■ TEXT SEGMENT
== Segment start ==

Finding and Applying for Jobs in Physiotherapy

Applying for Jobs

Every employer you apply to will have a different approach to recruitment. You will need to become familiar with this and adapt your application accordingly. Attend any talks given by staff coming into the university to help you apply. Attend Physiotherapy Fairs and student conferences where you will get specific advice and up to date information on employers' recruitment needs.  

To help you prepare for interviews look at some of the questions physiotherapy students have been asked in the past:

What would you do if you were in charge and:

  • A patient wanted to discharge himself
  • A fire broke out in your work area

How would you deal with the following?

  • A nervous patient?
  • A patient who was refusing to co-operate with your treatment plan?
  • A patient who was drunk?

Other questions

  • Would you always do as the doctor asks?
  • How would you go about implementing change in your department?
  • Why did you decide to become a physiotherapist?
  • Why have you applied for this post in particular?
  • What has been/was the most challenging aspect of your course?
  • What have you enjoyed/did you enjoy most about your course?
  • What did you gain from your placements?
  • What was the most challenging thing you had to deal with in your work experience or on your clinical placements so far?
  • Tell me about a distressing incident you experienced when dealing with a patient and how you coped with it.
  • You mention looking for non verbal clues when speaking to patients.  Give me an example of this.
  • Talk me through how you would explain pelvic floor exercises to a new mother.
  • Give me an example of when you have had to think on your feet
  • Describe a situation that demonstrates that you can work effectively as part of a team.
  • Can you tell me about a situation when you have had to use your communication skills in dealing with patients or colleagues.
  • Relatives of a patient, for whom you have primary responsibility, make a complaint about the care that the patient is receiving. How do you handle this situation? 
  • A patient is lying on the floor of the ward and is having difficulty breathing. What do you do?
  • How do you think cultural differences can affect treatment?
  • What is your vision in relation to the rehabilitation and enablement of patients?

  • What do you think are the main challenges facing the NHS today?
  • What do you think are your main strengths and weaknesses?
  • How do you see your career developing over the next 5 years?
  • Why should we offer you this job?
  • How do you keep up to date with current issues?
  • Tell me about some research/NHS policy you have recently read about.

== Segment end ==

■ SOURCE DATA
== Segment start ==

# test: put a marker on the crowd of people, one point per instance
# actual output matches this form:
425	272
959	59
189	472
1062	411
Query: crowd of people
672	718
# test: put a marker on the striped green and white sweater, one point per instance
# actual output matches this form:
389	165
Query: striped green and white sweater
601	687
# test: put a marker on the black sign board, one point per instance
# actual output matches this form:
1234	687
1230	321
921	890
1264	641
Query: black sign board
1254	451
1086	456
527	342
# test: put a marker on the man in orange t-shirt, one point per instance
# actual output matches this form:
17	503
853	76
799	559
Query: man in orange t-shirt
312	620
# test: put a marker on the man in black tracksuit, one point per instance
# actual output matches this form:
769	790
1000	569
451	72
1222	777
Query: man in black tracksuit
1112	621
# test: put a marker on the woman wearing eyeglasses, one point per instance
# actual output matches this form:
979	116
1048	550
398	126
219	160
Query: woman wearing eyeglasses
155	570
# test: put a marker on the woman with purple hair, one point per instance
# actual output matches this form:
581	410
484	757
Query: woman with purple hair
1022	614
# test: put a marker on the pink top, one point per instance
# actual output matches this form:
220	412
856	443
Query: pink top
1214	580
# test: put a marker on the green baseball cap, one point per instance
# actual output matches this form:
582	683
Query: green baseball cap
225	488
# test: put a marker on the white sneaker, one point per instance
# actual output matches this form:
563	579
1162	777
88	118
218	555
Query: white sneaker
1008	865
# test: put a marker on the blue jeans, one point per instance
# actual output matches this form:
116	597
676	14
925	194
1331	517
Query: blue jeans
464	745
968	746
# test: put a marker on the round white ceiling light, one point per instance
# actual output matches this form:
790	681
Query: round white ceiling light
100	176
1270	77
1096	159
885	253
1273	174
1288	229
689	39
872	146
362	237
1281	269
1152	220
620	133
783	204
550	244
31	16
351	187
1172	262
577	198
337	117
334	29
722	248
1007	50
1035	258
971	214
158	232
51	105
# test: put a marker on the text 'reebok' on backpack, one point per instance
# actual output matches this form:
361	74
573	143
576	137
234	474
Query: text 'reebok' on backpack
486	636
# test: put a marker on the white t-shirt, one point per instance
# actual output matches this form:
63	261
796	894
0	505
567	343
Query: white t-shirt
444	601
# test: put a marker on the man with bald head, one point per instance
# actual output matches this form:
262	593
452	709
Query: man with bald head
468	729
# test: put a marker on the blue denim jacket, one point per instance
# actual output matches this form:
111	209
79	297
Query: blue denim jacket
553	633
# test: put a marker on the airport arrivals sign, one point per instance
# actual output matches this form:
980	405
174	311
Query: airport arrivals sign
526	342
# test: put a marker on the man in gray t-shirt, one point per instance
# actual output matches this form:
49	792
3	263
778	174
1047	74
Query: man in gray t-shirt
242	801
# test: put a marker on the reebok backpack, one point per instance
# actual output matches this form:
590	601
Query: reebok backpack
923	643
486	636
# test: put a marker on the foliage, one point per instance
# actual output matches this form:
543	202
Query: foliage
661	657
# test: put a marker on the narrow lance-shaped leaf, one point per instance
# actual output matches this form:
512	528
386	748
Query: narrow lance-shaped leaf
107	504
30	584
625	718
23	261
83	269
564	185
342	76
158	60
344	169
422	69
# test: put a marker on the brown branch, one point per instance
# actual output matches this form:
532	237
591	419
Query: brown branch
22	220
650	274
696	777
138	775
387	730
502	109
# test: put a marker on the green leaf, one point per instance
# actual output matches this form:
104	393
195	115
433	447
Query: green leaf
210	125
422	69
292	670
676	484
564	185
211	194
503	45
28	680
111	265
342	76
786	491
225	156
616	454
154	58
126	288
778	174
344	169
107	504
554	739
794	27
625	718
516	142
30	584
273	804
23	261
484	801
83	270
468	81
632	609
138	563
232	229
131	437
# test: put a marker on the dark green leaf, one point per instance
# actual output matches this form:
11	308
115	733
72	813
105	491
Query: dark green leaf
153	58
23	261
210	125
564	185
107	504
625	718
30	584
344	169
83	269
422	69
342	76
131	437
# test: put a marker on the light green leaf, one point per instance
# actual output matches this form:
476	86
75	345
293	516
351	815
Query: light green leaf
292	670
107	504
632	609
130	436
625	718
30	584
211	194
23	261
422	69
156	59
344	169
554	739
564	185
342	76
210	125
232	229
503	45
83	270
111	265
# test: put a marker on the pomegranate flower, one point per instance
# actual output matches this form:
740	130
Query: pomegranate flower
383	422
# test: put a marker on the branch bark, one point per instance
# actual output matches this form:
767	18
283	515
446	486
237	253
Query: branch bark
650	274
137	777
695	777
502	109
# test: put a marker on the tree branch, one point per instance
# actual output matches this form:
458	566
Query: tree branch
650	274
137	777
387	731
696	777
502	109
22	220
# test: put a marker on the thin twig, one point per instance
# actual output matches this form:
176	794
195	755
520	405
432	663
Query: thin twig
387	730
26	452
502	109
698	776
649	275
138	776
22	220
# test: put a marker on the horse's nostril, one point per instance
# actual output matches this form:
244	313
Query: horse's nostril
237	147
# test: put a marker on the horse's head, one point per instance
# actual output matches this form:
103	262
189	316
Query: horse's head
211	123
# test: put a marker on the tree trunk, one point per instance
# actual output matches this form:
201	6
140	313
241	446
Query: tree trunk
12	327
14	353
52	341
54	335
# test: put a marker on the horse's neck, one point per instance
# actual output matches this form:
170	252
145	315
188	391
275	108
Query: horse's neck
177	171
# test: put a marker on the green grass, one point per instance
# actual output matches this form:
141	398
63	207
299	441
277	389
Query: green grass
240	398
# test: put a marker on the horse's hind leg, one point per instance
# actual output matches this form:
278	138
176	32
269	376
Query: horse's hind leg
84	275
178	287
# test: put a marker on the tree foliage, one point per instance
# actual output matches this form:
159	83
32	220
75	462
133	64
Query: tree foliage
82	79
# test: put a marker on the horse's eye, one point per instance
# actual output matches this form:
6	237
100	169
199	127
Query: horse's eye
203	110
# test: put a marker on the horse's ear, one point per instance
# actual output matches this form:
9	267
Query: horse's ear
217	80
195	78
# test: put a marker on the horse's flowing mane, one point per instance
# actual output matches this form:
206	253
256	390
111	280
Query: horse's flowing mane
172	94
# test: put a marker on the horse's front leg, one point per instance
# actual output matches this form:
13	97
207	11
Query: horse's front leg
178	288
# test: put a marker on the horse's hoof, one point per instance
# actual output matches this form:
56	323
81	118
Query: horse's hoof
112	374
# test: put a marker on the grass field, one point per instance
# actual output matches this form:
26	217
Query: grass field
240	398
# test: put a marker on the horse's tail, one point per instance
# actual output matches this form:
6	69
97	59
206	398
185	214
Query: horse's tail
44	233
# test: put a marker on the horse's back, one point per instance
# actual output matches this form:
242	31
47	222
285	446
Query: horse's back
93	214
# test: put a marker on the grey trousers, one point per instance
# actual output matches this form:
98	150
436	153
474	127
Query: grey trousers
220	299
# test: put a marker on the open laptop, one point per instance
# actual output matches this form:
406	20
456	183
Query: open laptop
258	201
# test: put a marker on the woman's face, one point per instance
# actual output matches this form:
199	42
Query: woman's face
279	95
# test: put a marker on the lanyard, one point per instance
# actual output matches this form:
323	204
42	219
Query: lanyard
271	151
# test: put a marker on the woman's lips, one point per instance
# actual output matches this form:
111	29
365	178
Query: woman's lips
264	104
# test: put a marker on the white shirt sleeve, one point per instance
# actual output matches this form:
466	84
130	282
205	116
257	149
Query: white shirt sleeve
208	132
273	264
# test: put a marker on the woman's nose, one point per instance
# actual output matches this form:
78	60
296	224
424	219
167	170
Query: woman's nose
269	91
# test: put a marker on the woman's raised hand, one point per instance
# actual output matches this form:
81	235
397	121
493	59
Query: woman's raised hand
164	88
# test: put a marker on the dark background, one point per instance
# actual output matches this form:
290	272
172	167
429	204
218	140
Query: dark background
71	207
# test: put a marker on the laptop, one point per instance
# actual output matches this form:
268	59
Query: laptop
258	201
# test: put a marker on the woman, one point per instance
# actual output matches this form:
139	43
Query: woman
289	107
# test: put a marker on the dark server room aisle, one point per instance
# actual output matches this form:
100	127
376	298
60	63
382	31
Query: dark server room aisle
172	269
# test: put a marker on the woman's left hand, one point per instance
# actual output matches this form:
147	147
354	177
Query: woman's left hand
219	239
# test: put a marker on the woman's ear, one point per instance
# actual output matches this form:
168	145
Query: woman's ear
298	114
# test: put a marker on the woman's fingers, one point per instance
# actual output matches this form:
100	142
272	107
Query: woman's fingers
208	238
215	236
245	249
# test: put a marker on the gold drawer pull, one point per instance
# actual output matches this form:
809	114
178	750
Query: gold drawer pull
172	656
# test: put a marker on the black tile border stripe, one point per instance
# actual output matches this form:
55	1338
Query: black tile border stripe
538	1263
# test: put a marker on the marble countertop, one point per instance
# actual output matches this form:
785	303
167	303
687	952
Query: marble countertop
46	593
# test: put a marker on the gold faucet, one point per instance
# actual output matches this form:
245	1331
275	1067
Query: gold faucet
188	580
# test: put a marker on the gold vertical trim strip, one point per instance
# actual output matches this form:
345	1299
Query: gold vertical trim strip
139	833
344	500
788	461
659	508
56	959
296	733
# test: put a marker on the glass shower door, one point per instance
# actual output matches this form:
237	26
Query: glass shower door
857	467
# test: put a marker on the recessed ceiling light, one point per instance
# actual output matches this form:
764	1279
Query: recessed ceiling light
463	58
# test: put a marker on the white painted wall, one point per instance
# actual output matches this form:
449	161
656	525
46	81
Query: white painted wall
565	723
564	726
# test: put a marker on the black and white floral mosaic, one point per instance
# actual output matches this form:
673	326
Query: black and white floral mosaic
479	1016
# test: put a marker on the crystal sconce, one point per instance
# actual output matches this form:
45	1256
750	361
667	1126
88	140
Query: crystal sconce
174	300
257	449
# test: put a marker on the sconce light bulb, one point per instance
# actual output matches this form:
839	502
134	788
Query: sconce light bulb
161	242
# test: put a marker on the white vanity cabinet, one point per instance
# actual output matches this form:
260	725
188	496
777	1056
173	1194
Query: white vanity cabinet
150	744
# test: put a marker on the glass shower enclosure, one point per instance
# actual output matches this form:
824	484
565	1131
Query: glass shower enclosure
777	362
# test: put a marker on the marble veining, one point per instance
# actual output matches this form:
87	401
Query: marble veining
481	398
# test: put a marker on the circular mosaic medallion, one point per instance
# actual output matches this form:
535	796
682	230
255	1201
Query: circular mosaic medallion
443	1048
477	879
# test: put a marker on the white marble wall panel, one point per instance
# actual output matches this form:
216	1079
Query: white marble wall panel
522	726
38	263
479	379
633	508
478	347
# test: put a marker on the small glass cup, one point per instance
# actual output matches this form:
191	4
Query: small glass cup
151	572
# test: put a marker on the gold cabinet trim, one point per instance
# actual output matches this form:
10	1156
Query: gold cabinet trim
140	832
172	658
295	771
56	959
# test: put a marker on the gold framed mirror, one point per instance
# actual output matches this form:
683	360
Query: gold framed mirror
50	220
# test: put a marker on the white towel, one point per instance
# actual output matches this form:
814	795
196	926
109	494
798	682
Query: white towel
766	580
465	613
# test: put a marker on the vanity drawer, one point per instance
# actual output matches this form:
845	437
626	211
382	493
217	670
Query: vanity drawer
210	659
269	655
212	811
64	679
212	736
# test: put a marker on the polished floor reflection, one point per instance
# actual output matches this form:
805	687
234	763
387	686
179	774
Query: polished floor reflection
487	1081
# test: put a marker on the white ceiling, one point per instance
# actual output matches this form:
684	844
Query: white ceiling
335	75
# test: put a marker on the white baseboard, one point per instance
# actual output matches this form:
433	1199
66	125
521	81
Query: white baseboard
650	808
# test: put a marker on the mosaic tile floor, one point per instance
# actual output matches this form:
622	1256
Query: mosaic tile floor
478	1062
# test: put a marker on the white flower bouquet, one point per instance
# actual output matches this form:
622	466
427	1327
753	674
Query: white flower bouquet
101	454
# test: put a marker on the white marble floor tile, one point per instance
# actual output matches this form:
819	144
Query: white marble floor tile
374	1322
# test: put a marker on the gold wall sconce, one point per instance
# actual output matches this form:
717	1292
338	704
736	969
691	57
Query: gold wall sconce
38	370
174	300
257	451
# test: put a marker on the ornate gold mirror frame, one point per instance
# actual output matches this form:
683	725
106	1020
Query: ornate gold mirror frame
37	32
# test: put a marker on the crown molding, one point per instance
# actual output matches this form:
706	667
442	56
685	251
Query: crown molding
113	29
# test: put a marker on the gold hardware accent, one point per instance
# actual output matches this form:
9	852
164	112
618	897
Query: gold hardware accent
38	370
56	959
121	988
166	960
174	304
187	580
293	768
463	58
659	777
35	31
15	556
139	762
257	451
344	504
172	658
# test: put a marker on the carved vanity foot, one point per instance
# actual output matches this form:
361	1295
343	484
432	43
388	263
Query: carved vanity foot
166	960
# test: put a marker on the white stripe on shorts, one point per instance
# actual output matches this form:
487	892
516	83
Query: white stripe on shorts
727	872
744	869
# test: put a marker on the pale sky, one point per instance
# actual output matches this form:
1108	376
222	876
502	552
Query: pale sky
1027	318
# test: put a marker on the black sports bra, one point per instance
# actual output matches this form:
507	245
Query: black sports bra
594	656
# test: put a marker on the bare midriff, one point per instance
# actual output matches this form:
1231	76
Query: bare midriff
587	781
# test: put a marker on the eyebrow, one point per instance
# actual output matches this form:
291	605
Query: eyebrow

== Segment end ==

■ ACTIVITY
Continue the guide on applying for physiotherapy jobs from its last line. The records come from a source unrelated to the physiotherapy careers text.

■ OUTPUT
  • How will you make sure you keep your professional practice up to date?
  • What would you do if you did not get on with another staff member and it was causing problems?
  • What do you think is the most important quality or skill for a physiotherapist?
  • How has your previous work experience been of benefit to you in your training and placements?
  • What has been the most challenging aspect of your course?
  • Describe a difficult situation that you encountered during a clinical placement?
  • What do you think are your main strengths and weaknesses?
  • Give me an example of when you have had to think on your feet?
  • Describe a situation that demonstrates that you can work effectively as part of a team.
  • Can you tell me about a situation when you have had to use your communications skills in dealing with patients, families or colleagues.
  • Relatives of a patient, for whom you have primary responsibility, make a complaint about the care that the patient is receiving. How do you handle this situation? 
  • What do you think are the main challenges facing the NHS today?
  • What are the main issues facing the physiotherapy profession today?

Further study  

The CSP website gives further information on career development opportunities by going onto specialist in service training courses and postgraduate courses, careers and development. There are also downloadable publications, an ePortfolio tool reduced-fee events, an online library and discount available on books and journals.

You can use resources such as findamasters.com and findaPhD.com to research a broader range of postgraduate opportunities.  The Prospects postgraduate study section is an excellent resource for researching all aspects of postgraduate study including funding, a course search facility by course type, location and subject area and advice on studying abroad.